Lay out all of the rows below as a Markdown table with two columns, Line No. and Text, giving each non-blank line its number and its wording. Omit blank lines and leave the pictures out of the answer.

Task inputs:
·····

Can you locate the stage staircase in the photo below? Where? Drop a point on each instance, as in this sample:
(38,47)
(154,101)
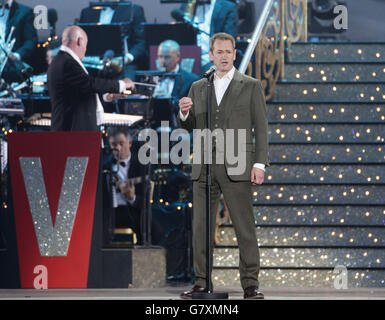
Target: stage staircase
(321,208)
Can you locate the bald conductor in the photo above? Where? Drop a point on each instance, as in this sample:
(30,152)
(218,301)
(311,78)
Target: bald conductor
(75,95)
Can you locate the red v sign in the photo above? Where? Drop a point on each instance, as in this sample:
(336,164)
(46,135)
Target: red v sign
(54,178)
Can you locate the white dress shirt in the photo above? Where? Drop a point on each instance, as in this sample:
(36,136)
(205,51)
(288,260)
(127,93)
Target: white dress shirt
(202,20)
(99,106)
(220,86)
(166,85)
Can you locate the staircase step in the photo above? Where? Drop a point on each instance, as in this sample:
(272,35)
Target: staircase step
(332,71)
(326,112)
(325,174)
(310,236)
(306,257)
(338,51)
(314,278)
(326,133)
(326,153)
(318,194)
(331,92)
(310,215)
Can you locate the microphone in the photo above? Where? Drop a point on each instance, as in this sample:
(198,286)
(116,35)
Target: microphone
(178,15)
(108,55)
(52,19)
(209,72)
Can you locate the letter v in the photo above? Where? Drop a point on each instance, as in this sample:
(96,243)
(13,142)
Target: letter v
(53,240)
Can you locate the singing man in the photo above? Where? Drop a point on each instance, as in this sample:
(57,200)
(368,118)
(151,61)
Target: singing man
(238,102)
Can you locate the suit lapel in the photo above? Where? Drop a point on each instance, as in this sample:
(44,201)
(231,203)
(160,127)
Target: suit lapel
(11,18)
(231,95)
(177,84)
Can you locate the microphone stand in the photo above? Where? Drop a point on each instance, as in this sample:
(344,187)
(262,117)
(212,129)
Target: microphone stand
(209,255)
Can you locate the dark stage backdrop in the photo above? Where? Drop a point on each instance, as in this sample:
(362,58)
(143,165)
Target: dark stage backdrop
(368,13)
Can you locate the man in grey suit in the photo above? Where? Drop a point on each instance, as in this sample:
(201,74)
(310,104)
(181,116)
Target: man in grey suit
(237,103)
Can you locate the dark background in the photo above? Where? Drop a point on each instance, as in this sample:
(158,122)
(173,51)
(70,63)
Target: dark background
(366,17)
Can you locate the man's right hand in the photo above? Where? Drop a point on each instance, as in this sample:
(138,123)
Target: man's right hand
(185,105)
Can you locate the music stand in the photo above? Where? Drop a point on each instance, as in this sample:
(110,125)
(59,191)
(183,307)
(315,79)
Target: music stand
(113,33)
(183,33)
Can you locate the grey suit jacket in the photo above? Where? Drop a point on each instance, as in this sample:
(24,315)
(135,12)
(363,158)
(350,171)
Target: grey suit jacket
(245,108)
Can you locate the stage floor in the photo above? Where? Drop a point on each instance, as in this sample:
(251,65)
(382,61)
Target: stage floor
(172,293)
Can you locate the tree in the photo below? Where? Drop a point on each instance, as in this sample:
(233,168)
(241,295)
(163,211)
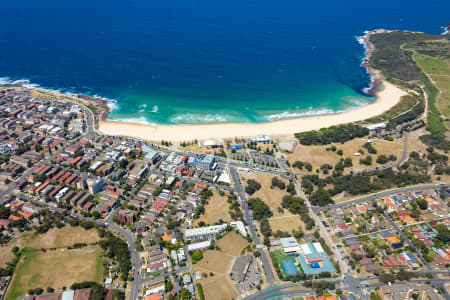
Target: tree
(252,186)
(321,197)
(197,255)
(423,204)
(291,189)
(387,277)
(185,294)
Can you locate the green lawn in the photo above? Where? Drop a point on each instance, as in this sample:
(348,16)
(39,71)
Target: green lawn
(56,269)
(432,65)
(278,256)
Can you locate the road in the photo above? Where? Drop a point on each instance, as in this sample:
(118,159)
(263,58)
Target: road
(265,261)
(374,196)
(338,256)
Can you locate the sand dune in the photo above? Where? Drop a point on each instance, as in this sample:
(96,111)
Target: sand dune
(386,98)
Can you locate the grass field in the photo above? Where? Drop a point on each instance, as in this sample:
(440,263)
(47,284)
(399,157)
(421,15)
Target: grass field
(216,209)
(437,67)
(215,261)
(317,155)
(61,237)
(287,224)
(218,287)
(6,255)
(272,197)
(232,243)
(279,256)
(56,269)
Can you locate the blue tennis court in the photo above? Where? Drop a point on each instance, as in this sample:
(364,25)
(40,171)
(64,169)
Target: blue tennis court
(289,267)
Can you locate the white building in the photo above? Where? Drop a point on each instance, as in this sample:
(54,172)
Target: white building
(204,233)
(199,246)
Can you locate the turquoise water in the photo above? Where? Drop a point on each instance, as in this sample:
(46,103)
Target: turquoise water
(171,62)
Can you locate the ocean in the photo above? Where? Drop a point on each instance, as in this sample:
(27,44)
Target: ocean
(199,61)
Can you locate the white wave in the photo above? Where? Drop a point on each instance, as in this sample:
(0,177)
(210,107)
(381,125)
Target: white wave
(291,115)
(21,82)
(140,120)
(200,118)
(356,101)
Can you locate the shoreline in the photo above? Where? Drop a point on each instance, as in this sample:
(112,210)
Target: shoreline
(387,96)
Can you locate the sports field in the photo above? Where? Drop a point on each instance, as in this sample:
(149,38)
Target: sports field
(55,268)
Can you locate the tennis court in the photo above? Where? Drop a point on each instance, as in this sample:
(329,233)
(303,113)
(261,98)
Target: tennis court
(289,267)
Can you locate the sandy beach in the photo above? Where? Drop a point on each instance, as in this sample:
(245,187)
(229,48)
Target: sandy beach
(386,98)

·····

Result of the task:
| Line No. | Text |
|---|---|
| 1 | Can you locate the stage staircase in the photo below? Where? Drop a point on each instance, as in this sample: |
| 2 | (38,47) |
| 3 | (154,101) |
| 4 | Target: stage staircase |
| 5 | (321,208) |
| 6 | Can you locate the bald conductor in the photo above? Where? Drop a point on each instance, as in this sample: |
| 7 | (30,152) |
| 8 | (218,301) |
| 9 | (311,78) |
| 10 | Target: bald conductor |
| 11 | (75,95) |
| 12 | Can you locate the red v sign in the photo above? Where? Drop a point on each instance, as in this sample: |
| 13 | (336,164) |
| 14 | (46,135) |
| 15 | Target: red v sign |
| 16 | (54,178) |
| 17 | Can you locate the white dress shirt in the photo above? Where? Drop a point on each instance, as in this sample: |
| 18 | (36,136) |
| 19 | (205,51) |
| 20 | (288,260) |
| 21 | (127,93) |
| 22 | Target: white dress shirt |
| 23 | (202,20) |
| 24 | (99,106) |
| 25 | (220,86) |
| 26 | (166,85) |
| 27 | Can you locate the staircase step in the photo above? Where? Drop a point on each instance, as in this sample: |
| 28 | (272,35) |
| 29 | Target: staircase step |
| 30 | (332,71) |
| 31 | (326,112) |
| 32 | (325,174) |
| 33 | (310,236) |
| 34 | (306,257) |
| 35 | (338,51) |
| 36 | (314,278) |
| 37 | (326,133) |
| 38 | (326,153) |
| 39 | (318,194) |
| 40 | (331,92) |
| 41 | (310,215) |
| 42 | Can you locate the microphone in the photo above? Where? Drop a point on each instance, as in this sample: |
| 43 | (198,286) |
| 44 | (116,35) |
| 45 | Target: microphone |
| 46 | (178,15) |
| 47 | (108,55) |
| 48 | (52,19) |
| 49 | (209,72) |
| 50 | Can you locate the letter v in the photo above? Where? Drop a point on each instance, as in this sample: |
| 51 | (96,243) |
| 52 | (13,142) |
| 53 | Target: letter v |
| 54 | (53,240) |
| 55 | Can you locate the singing man in the photo above? Where? Drop a point on each instance, as in this sample: |
| 56 | (57,200) |
| 57 | (368,118) |
| 58 | (151,61) |
| 59 | Target: singing man |
| 60 | (238,102) |
| 61 | Can you locate the suit lapel in the photo above? Where? Drop a point on each instance, as in this sample: |
| 62 | (44,201) |
| 63 | (231,203) |
| 64 | (160,127) |
| 65 | Target: suit lapel |
| 66 | (11,18) |
| 67 | (231,95) |
| 68 | (177,84) |
| 69 | Can you locate the microphone stand in the photo above? Where? Drop a point on each instance, as in this sample: |
| 70 | (344,187) |
| 71 | (262,117) |
| 72 | (212,129) |
| 73 | Target: microphone stand |
| 74 | (209,255) |
| 75 | Can you locate the dark stage backdrop in the photo above? Where? Drop a point on each instance, as in this sample: |
| 76 | (362,58) |
| 77 | (143,165) |
| 78 | Target: dark stage backdrop |
| 79 | (368,13) |
| 80 | Can you locate the man in grey suit in the photo above? Where? Drop a point on each instance, as in this sample: |
| 81 | (201,74) |
| 82 | (310,104) |
| 83 | (181,116) |
| 84 | Target: man in grey suit |
| 85 | (237,103) |
| 86 | Can you locate the dark background in the photo above? Where? Drop a point on each instance, as in this sample: |
| 87 | (158,122) |
| 88 | (173,51) |
| 89 | (70,63) |
| 90 | Target: dark background |
| 91 | (366,17) |
| 92 | Can you locate the man's right hand in the photo above? Where? Drop a point on each instance, as in this sample: |
| 93 | (138,123) |
| 94 | Target: man's right hand |
| 95 | (185,105) |
| 96 | Can you locate the music stand in the photo above? Where? Drop a point on each instance, as in this sample: |
| 97 | (110,125) |
| 98 | (59,191) |
| 99 | (183,307) |
| 100 | (315,79) |
| 101 | Target: music stand |
| 102 | (113,33) |
| 103 | (183,33) |
| 104 | Can you locate the grey suit jacket in the photo above? Where? Drop a point on each instance, as in this sample: |
| 105 | (24,315) |
| 106 | (135,12) |
| 107 | (363,158) |
| 108 | (350,171) |
| 109 | Target: grey suit jacket |
| 110 | (245,108) |
| 111 | Can you locate the stage floor in the photo above? Where? Drop a point on each instance, as in this sample: |
| 112 | (251,65) |
| 113 | (382,61) |
| 114 | Target: stage floor |
| 115 | (172,293) |
| 116 | Can you locate the tree in the photo below? Where? Drop a point on each instance, as in this sample: |
| 117 | (233,168) |
| 118 | (241,295) |
| 119 | (163,211) |
| 120 | Target: tree |
| 121 | (252,186) |
| 122 | (321,197) |
| 123 | (197,255) |
| 124 | (423,204) |
| 125 | (291,189) |
| 126 | (387,277) |
| 127 | (185,294) |
| 128 | Can you locate the green lawn in the photo above? Where? Drop a point on each instance, as in this sample: |
| 129 | (348,16) |
| 130 | (39,71) |
| 131 | Target: green lawn |
| 132 | (56,269) |
| 133 | (432,65) |
| 134 | (278,256) |
| 135 | Can you locate the road in the photo above? Where? Drop a point on each instance, as in this sample: |
| 136 | (118,159) |
| 137 | (263,58) |
| 138 | Target: road |
| 139 | (265,261) |
| 140 | (374,196) |
| 141 | (338,256) |
| 142 | Can you locate the sand dune in the photo above? Where? Drop a point on each instance, as in this sample: |
| 143 | (96,111) |
| 144 | Target: sand dune |
| 145 | (386,98) |
| 146 | Can you locate the grass field in the photo above? Where? Drop a point on each instance, as in this sample: |
| 147 | (440,263) |
| 148 | (47,284) |
| 149 | (399,157) |
| 150 | (421,15) |
| 151 | Target: grass field |
| 152 | (216,209) |
| 153 | (437,67) |
| 154 | (215,261) |
| 155 | (317,155) |
| 156 | (61,237) |
| 157 | (287,224) |
| 158 | (218,287) |
| 159 | (6,255) |
| 160 | (272,197) |
| 161 | (232,243) |
| 162 | (279,256) |
| 163 | (56,269) |
| 164 | Can you locate the blue tennis court in the photo above? Where? Drop a point on each instance, as in this sample: |
| 165 | (364,25) |
| 166 | (40,171) |
| 167 | (64,169) |
| 168 | Target: blue tennis court |
| 169 | (289,267) |
| 170 | Can you locate the white building in the photo above? Where? Drop a point on each instance, as in this sample: |
| 171 | (54,172) |
| 172 | Target: white building |
| 173 | (204,233) |
| 174 | (199,246) |
| 175 | Can you locate the turquoise water in the photo above? Where? Drop a point on each instance, as in this sample: |
| 176 | (46,103) |
| 177 | Target: turquoise water |
| 178 | (171,62) |
| 179 | Can you locate the ocean in the photo above? Where? Drop a point on each instance, as in this sample: |
| 180 | (27,44) |
| 181 | Target: ocean |
| 182 | (199,61) |
| 183 | Can you locate the white wave in the photo above? Where? Drop a point on each instance, as in this sample: |
| 184 | (0,177) |
| 185 | (210,107) |
| 186 | (381,125) |
| 187 | Target: white wave |
| 188 | (291,115) |
| 189 | (21,82) |
| 190 | (140,120) |
| 191 | (200,118) |
| 192 | (356,101) |
| 193 | Can you locate the shoreline in the photo above? Where? Drop a point on each instance, as in this sample: |
| 194 | (112,210) |
| 195 | Target: shoreline |
| 196 | (387,96) |
| 197 | Can you locate the sports field in the photo above? Where? Drop a point on each instance, as in this sample: |
| 198 | (149,38) |
| 199 | Target: sports field |
| 200 | (55,268) |
| 201 | Can you locate the tennis court in the photo above? Where? Drop a point on each instance, as in this sample: |
| 202 | (329,233) |
| 203 | (303,113) |
| 204 | (261,98) |
| 205 | Target: tennis court |
| 206 | (289,267) |
| 207 | Can you locate the sandy beach in the photo above? Where? Drop a point on each instance, as in this sample: |
| 208 | (245,187) |
| 209 | (229,48) |
| 210 | Target: sandy beach |
| 211 | (386,98) |